■ **Task details**: Please locate every line in the material that contains the word "guitar" and copy each of those lines. Case counts when matching.

++++ Material supplied ++++

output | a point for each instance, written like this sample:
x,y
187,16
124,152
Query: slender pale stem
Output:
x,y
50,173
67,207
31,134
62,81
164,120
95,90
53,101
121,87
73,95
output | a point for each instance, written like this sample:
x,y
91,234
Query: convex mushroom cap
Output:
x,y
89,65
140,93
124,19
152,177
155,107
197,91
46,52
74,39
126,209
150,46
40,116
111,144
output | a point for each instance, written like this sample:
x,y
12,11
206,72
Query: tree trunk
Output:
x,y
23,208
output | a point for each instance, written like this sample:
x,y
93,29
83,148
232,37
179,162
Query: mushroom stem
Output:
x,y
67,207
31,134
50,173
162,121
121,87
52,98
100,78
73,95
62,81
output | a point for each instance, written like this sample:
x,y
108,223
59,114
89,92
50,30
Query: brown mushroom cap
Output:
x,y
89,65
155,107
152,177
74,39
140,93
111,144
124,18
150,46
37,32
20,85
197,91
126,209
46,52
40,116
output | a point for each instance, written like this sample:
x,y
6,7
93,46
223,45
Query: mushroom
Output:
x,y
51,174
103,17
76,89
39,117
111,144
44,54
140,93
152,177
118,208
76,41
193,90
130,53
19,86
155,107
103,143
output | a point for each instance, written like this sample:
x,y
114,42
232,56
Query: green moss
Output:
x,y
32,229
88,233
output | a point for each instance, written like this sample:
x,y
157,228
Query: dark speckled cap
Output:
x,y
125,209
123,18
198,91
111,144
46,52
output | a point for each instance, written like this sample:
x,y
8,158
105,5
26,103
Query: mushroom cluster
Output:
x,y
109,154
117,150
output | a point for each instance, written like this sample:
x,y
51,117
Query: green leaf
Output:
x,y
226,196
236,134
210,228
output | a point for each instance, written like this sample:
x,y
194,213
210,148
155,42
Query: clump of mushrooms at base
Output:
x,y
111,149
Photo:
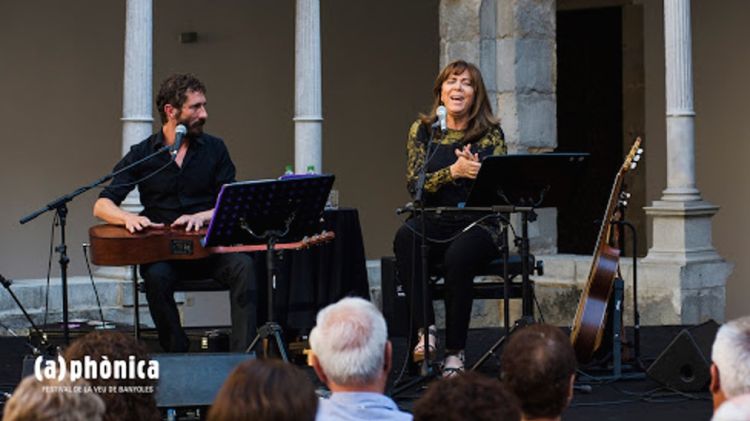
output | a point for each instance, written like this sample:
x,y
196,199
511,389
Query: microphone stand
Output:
x,y
426,370
59,205
42,336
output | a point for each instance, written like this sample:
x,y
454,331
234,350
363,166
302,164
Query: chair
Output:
x,y
197,285
395,306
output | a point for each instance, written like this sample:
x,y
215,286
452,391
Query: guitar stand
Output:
x,y
270,329
622,371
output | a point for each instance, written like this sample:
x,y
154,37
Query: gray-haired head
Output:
x,y
349,341
731,354
737,408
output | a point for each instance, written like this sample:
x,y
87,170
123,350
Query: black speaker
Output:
x,y
192,380
395,306
685,363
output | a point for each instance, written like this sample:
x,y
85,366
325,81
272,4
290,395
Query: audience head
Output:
x,y
730,371
350,345
735,409
468,396
117,346
265,390
35,400
538,365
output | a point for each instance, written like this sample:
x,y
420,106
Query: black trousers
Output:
x,y
458,261
234,270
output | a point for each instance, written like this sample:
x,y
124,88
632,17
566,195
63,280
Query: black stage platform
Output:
x,y
621,400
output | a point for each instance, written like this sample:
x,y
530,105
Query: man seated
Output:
x,y
179,191
538,366
730,355
351,354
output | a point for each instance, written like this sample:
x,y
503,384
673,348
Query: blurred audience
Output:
x,y
117,346
351,354
538,366
50,399
730,355
735,409
467,396
265,390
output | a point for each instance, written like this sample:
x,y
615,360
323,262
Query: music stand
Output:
x,y
267,211
524,182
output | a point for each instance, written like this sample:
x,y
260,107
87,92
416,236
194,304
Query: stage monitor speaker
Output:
x,y
395,306
685,363
192,380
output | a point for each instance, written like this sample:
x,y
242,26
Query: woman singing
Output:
x,y
472,134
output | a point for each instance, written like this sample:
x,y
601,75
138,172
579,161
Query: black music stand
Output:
x,y
265,212
524,182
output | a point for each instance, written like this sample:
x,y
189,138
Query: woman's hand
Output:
x,y
467,165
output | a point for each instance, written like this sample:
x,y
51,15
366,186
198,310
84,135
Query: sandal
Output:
x,y
418,352
453,364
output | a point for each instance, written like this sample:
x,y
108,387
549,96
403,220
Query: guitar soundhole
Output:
x,y
182,247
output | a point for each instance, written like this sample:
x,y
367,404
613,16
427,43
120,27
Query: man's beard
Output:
x,y
195,129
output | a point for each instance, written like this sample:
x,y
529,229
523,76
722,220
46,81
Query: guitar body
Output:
x,y
113,245
587,335
588,325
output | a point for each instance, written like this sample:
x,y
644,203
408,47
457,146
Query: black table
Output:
x,y
308,280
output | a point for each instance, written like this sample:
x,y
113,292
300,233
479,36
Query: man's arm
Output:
x,y
106,210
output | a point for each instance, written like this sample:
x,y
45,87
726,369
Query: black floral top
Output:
x,y
440,189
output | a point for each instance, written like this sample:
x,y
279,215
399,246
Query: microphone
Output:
x,y
441,113
179,132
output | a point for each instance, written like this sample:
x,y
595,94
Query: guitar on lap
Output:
x,y
113,245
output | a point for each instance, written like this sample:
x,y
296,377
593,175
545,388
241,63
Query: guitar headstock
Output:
x,y
323,237
631,161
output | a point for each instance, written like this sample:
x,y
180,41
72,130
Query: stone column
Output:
x,y
682,262
308,118
137,120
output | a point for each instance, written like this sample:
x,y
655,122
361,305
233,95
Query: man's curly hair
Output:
x,y
537,365
467,396
174,90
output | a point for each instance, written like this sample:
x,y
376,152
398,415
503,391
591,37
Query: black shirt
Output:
x,y
174,191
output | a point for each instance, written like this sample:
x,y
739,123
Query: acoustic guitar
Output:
x,y
588,325
113,245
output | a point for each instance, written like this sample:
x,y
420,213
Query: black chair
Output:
x,y
197,285
395,304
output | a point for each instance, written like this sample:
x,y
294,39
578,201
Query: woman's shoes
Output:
x,y
418,352
453,364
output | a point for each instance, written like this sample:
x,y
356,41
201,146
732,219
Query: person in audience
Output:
x,y
735,409
467,396
538,366
53,400
265,390
117,346
351,354
730,355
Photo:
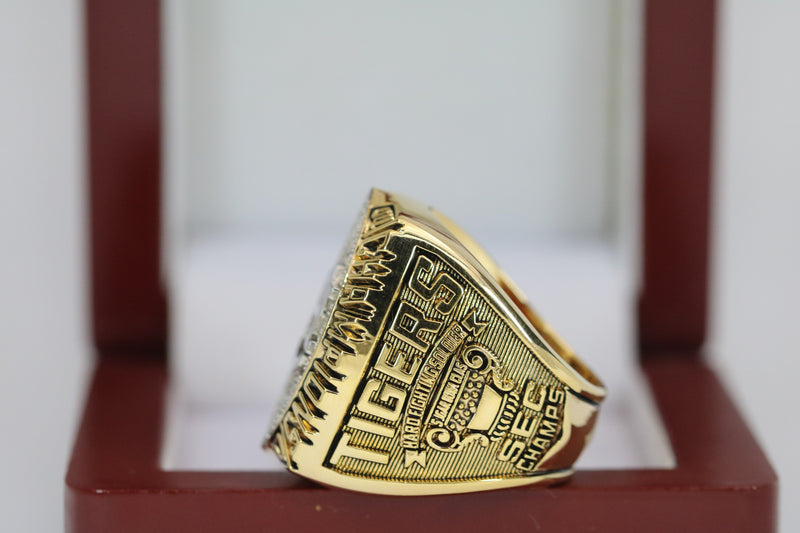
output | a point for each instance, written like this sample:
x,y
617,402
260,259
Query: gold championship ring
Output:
x,y
425,371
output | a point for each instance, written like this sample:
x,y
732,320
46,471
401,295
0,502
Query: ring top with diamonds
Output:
x,y
425,371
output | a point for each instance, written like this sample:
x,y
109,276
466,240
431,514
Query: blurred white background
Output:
x,y
44,348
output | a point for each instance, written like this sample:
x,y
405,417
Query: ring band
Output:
x,y
425,371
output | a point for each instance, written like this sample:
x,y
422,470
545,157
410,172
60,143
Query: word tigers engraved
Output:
x,y
450,393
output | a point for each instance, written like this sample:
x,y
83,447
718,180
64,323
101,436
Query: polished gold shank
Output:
x,y
430,372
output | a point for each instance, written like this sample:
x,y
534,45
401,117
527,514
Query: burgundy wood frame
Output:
x,y
722,480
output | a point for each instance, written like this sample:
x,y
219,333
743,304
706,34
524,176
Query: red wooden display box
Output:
x,y
722,480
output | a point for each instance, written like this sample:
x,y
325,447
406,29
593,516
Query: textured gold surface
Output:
x,y
425,371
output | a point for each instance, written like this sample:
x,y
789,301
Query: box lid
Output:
x,y
129,302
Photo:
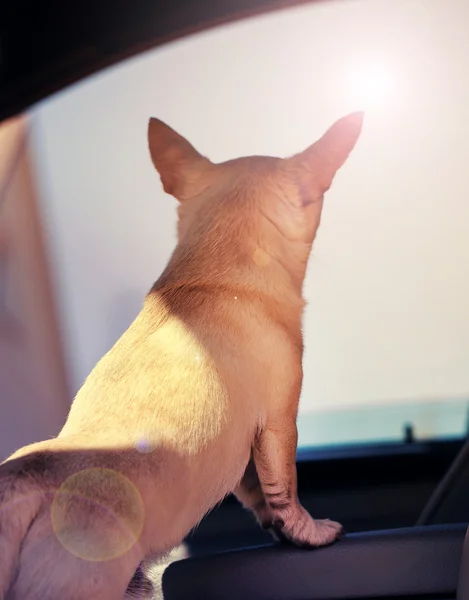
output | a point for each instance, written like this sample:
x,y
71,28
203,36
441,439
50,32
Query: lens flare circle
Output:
x,y
97,514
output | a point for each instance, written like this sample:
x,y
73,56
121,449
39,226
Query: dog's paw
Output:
x,y
301,529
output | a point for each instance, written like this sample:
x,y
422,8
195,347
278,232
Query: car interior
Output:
x,y
403,498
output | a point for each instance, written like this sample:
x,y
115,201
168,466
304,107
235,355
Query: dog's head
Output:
x,y
286,194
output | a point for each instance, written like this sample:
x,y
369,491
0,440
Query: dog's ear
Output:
x,y
182,169
316,166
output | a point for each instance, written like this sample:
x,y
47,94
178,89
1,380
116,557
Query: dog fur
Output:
x,y
197,399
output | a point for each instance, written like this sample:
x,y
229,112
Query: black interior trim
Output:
x,y
450,501
417,561
46,46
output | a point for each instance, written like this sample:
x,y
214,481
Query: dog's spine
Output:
x,y
19,505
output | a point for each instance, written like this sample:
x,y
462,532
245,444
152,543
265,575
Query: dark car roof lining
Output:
x,y
47,46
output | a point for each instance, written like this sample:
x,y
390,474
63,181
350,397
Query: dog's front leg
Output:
x,y
249,493
275,464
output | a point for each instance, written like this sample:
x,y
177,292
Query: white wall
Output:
x,y
388,285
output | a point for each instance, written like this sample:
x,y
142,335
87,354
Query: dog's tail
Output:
x,y
20,502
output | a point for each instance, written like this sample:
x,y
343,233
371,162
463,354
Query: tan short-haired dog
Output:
x,y
197,399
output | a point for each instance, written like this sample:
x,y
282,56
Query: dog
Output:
x,y
197,399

++++

■ **Result**:
Query: guitar stand
Query: guitar soundhole
Query: guitar body
Query: guitar on lap
Query: guitar headstock
Query: acoustic guitar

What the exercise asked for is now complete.